** Task instructions **
Search the records below for "Audit checkpoint: the man in". Return that line and all remaining lines exactly.
Start of Block
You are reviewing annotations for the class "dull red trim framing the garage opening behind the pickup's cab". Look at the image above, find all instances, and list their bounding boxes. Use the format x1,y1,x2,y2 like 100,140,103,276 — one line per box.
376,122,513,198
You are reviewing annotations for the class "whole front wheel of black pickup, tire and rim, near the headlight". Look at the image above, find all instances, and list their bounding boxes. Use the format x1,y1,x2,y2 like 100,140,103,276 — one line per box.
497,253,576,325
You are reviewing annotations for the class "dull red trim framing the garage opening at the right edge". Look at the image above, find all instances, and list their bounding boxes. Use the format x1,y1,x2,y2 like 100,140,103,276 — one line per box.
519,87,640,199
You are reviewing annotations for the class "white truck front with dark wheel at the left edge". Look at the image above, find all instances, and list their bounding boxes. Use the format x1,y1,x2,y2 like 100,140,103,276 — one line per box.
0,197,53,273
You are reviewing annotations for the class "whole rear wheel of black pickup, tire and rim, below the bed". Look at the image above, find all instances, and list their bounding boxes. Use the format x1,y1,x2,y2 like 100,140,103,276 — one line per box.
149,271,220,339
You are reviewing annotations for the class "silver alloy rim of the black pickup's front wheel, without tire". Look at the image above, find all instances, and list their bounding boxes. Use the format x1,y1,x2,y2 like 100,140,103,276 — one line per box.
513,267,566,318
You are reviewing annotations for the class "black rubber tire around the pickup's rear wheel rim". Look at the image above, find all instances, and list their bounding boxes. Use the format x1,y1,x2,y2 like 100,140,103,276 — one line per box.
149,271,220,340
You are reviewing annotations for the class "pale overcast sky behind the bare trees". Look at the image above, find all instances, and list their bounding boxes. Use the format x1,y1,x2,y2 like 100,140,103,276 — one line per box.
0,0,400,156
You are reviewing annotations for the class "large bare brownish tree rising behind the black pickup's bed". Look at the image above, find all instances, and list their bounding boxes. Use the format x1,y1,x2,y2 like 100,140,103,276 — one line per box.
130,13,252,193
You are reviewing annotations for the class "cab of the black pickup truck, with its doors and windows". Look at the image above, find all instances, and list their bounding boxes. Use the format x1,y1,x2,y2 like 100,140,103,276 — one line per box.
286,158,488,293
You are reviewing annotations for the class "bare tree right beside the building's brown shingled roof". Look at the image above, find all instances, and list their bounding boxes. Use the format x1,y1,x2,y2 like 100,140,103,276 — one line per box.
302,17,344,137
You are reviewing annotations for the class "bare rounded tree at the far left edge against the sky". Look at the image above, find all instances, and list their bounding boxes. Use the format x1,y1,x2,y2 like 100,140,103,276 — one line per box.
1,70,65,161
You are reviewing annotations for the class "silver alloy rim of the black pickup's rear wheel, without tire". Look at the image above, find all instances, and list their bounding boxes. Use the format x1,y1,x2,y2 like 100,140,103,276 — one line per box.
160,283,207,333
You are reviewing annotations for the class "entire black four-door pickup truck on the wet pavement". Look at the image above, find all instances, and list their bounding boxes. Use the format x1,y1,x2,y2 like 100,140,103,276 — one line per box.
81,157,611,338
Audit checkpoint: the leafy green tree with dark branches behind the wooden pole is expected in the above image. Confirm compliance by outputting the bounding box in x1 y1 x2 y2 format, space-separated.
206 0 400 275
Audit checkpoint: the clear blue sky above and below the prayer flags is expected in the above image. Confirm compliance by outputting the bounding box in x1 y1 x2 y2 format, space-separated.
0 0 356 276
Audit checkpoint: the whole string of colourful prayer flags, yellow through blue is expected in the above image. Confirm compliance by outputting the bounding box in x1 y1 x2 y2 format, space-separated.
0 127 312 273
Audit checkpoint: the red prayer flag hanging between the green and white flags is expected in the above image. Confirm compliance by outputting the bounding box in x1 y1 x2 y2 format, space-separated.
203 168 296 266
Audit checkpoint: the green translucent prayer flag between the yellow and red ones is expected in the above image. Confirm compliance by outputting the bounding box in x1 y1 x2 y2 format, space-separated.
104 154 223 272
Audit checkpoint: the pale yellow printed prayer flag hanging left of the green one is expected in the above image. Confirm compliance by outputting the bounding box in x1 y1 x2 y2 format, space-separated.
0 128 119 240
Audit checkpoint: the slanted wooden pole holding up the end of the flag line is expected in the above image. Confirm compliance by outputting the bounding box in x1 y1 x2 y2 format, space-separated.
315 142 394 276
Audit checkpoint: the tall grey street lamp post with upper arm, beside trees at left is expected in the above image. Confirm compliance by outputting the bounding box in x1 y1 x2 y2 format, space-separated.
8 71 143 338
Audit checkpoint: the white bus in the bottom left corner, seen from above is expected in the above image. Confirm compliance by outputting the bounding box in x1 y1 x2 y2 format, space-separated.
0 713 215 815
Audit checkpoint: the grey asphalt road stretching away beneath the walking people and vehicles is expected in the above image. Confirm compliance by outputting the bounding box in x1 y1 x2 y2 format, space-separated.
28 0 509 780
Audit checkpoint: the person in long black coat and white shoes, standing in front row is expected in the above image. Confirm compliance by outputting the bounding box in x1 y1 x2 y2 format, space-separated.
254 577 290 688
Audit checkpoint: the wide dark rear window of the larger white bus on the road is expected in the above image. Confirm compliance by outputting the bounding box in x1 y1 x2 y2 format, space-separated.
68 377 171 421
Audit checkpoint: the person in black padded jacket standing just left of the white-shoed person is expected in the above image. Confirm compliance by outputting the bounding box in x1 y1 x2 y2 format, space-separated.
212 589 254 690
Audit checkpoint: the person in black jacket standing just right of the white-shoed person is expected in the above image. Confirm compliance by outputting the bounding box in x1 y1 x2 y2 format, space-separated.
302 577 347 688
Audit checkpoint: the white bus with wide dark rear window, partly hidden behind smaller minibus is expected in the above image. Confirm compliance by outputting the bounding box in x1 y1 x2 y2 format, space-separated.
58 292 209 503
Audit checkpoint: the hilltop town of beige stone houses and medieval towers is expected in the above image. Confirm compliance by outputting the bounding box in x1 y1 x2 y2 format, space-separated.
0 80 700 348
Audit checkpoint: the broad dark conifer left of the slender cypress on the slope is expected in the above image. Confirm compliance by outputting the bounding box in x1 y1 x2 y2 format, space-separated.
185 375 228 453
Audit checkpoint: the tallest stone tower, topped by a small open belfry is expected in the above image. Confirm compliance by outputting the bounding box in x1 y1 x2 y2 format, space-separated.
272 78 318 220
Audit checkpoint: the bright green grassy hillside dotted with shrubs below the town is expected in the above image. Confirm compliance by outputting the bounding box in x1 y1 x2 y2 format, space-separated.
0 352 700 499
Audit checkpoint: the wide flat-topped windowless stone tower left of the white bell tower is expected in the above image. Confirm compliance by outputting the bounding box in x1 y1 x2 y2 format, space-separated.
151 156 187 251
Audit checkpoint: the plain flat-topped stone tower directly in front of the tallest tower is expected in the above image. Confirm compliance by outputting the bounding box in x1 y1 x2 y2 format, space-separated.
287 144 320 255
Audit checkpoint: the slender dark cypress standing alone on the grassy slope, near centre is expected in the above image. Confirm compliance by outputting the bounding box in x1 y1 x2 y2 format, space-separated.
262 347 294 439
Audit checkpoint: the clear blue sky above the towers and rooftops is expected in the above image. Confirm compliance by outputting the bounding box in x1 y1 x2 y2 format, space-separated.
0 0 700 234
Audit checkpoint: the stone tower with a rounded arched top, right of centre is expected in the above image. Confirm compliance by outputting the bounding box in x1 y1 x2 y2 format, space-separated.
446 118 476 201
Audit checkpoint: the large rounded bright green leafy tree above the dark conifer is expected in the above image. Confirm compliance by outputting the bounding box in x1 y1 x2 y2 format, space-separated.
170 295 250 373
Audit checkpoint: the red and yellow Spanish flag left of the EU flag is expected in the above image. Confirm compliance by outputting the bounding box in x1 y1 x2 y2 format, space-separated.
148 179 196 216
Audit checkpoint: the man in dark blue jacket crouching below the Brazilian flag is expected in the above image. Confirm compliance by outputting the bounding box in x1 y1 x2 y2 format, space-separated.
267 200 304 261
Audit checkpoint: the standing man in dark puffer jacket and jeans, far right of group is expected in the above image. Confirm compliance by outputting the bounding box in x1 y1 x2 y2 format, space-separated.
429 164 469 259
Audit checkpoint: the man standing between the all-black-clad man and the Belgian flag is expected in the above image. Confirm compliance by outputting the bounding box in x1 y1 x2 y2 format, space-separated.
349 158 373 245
End of Block
** The answer **
Audit checkpoint: the man in dark blue jacket crouching below the Brazilian flag is expected in the above image. Confirm compliance by outputting the bounding box in x1 y1 x2 y2 format, space-separated.
267 200 304 261
Audit checkpoint: the standing man in dark puffer jacket and jeans, far right of group is expected in the above image. Confirm compliance by outputting the bounding box in x1 y1 x2 y2 format, space-separated.
429 164 469 259
Audit checkpoint: the man standing between the all-black-clad man and the Belgian flag is expected in the above image. Confirm compliance by outputting the bounding box in x1 y1 x2 y2 format, space-separated.
349 158 373 245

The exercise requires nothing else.